== EXERCISE GOAL ==
Every record below must be retyped exactly, with the pictures left out.

*** ENTRIES SUPPLIED

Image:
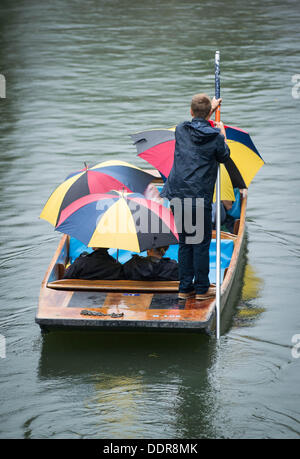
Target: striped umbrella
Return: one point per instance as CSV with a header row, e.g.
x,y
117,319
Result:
x,y
101,178
119,220
157,148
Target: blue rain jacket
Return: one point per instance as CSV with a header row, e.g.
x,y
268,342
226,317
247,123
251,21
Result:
x,y
198,149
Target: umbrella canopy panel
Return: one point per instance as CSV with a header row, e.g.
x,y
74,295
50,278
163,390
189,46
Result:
x,y
101,178
119,220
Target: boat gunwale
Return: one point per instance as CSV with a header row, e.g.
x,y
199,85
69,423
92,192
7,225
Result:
x,y
118,287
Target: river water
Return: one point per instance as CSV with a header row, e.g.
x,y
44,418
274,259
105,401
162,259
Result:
x,y
80,77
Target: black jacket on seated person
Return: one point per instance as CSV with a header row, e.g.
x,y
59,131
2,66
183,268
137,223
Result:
x,y
150,268
97,265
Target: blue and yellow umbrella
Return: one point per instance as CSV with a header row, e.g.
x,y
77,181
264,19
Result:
x,y
157,147
119,220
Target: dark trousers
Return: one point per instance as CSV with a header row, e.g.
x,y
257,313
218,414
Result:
x,y
193,259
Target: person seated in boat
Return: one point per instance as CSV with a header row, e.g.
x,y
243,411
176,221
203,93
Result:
x,y
98,265
153,267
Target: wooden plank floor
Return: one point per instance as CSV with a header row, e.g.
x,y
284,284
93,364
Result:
x,y
143,307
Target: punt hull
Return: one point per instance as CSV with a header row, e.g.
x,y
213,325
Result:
x,y
146,306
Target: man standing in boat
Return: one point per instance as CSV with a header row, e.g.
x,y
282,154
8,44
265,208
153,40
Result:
x,y
198,149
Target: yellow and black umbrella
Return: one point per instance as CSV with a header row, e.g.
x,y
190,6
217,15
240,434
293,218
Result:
x,y
101,178
119,220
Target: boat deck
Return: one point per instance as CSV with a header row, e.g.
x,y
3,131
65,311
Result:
x,y
128,305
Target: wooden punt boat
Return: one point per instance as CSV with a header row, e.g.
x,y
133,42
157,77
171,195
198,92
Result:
x,y
130,305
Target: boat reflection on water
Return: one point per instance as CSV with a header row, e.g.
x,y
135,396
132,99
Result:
x,y
135,384
132,385
241,309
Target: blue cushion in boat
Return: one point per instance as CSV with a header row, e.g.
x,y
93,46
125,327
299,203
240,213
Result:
x,y
227,245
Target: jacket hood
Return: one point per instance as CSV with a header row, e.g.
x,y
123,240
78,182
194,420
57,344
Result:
x,y
201,130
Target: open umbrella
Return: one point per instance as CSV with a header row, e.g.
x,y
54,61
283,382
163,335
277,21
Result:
x,y
157,148
119,220
103,177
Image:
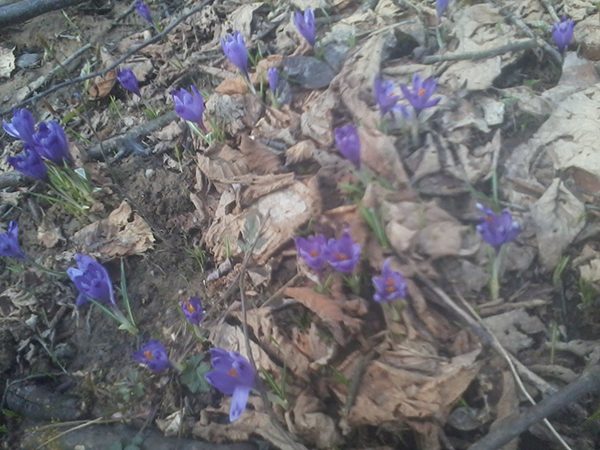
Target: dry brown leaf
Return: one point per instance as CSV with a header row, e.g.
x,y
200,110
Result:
x,y
316,120
7,61
309,420
301,151
232,86
253,421
277,344
49,234
266,184
123,233
259,158
328,310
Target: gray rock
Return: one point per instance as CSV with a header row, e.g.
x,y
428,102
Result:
x,y
310,73
27,60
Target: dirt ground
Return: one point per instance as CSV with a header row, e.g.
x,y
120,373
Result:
x,y
515,128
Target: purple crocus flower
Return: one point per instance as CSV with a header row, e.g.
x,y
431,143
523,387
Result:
x,y
9,242
306,25
422,90
192,310
343,255
390,285
22,125
92,281
129,81
29,163
154,355
143,11
386,99
51,143
233,375
496,229
348,143
189,107
234,48
273,78
441,6
562,32
312,251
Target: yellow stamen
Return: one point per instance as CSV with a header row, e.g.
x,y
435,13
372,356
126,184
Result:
x,y
340,256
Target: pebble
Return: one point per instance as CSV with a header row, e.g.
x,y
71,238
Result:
x,y
27,60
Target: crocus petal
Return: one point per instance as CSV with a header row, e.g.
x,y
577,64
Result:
x,y
239,400
223,382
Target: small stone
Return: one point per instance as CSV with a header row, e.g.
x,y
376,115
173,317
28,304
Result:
x,y
310,73
27,60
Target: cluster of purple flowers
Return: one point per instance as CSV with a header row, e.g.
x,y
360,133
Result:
x,y
562,33
342,255
9,242
497,229
190,107
419,95
49,143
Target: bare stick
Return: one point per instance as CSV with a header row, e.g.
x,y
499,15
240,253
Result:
x,y
28,9
122,59
588,382
488,338
259,384
516,47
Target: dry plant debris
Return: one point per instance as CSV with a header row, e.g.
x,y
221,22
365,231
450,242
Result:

******

== THE COMPLETED TASK ==
Image:
Target: striped umbrella
Return: one point per instance as CSV with a header row, e.g.
x,y
117,319
Result:
x,y
101,178
119,220
157,148
Target: blue rain jacket
Return: one point per instance as CSV with a header row, e.g.
x,y
268,342
226,317
247,123
251,21
Result:
x,y
198,149
Target: umbrella canopy panel
Return: one point per instance as CSV with a header row, e.g.
x,y
74,295
50,278
163,390
189,46
Result:
x,y
101,178
119,220
Target: boat gunwale
Return: one point per instance as CSV with a header row, e.g.
x,y
199,85
69,423
92,192
7,225
Result:
x,y
118,287
Target: river water
Return: one point per instance as CSV with a header row, e.g.
x,y
44,418
274,259
105,401
162,259
Result:
x,y
80,77
Target: black jacket on seated person
Return: one point per instance as CSV with a header row, e.g.
x,y
59,131
2,66
183,268
137,223
Result:
x,y
150,268
97,265
Target: blue and yellow umbrella
Return: one point per instance as CSV with a header row, e.g.
x,y
77,181
264,19
Result:
x,y
157,147
119,220
Target: dark trousers
Return: one point per instance as CSV with a header row, e.g.
x,y
257,313
218,414
Result:
x,y
193,259
Target: person seated in boat
Return: one point per instance as CSV with a header row, e.g.
x,y
243,411
176,221
203,93
Result:
x,y
98,265
153,267
Target: wooden plank floor
Return: one point per instance as CSV with a header row, e.g.
x,y
284,284
93,364
Result:
x,y
143,307
Target: punt hull
Return: one point per instance as CSV with a header row, e.g.
x,y
213,325
Result:
x,y
146,306
Target: man standing in boat
Return: one point per instance as CSV with a header row, e.g.
x,y
282,154
8,44
265,208
153,40
Result:
x,y
198,149
Target: yellow and black umbrella
Return: one point per instance as CSV with a header row, e.g.
x,y
190,6
217,15
240,434
293,218
Result:
x,y
101,178
119,220
Target: boat deck
Return: one point per instance as CSV with a header row, e.g.
x,y
3,131
65,311
Result:
x,y
128,305
Target: wooden punt boat
Return: one point per instance as CSV with a header row, e.g.
x,y
133,42
157,77
171,195
198,92
Result:
x,y
130,305
Target: boat reflection on water
Return: one point per instance as CSV with a header row, e.g.
x,y
135,396
132,99
Result:
x,y
135,384
132,385
241,309
Target: blue cushion in boat
Return: one point per instance as CSV with a header row, e.g.
x,y
93,46
125,327
299,203
240,213
Result:
x,y
227,245
Target: jacket hood
Return: one point per instance as CSV with a header row, e.g.
x,y
123,240
78,182
194,420
57,344
Result:
x,y
201,130
Target: open umbrella
Return: one point per instance as CSV with a header row, e.g.
x,y
54,61
283,382
163,335
277,21
Result:
x,y
157,148
119,220
103,177
Image:
Target: dry brown leaf
Return: one point per instance as CSV with a header row, e.g.
x,y
200,110
Result:
x,y
316,120
7,61
309,420
301,151
232,86
253,421
277,344
49,234
266,184
123,233
259,158
328,310
Target: gray rock
Return: one point per instance as CSV with a header row, e.g.
x,y
428,102
Result:
x,y
310,73
27,60
Target: dirt ground
Return: one point per instance as CSV with a header row, e.g.
x,y
120,373
Result:
x,y
515,128
Target: purple crocus flower
Return: one point per instance as CSV with a header row, e.g.
x,y
431,143
523,387
Result:
x,y
9,242
306,25
422,90
192,310
343,255
390,285
22,125
92,281
129,81
29,163
154,355
143,11
386,99
51,143
233,375
496,229
348,143
189,107
234,48
273,78
441,6
562,32
312,251
Target: yellow stamen
Return: one point per instance as CSV with a header row, e.g.
x,y
435,13
372,356
126,184
Result:
x,y
340,256
Target: pebble
Return: one point per instance as CSV with a header row, e.g.
x,y
71,238
Result:
x,y
27,60
Target: crocus petal
Return: one point per instance as CSV with a header row, e.g.
x,y
577,64
Result:
x,y
239,400
223,382
Target: small stone
Return: one point per instance as CSV with a header row, e.g.
x,y
376,115
173,317
28,304
Result:
x,y
310,73
27,60
Target: cluster of purple flowers
Return: one point per instance as CSV with a header row, e.g.
x,y
360,133
Result:
x,y
562,33
342,255
9,242
497,229
190,107
419,95
49,143
Target: bare stick
Return: one point per instance as CSV with a header row, e.g.
x,y
499,15
240,253
Result:
x,y
28,9
122,59
588,382
488,338
259,384
516,47
Target: dry plant debris
Return: one point per instance as CSV with a header row, e.g.
x,y
221,22
365,231
450,242
Result:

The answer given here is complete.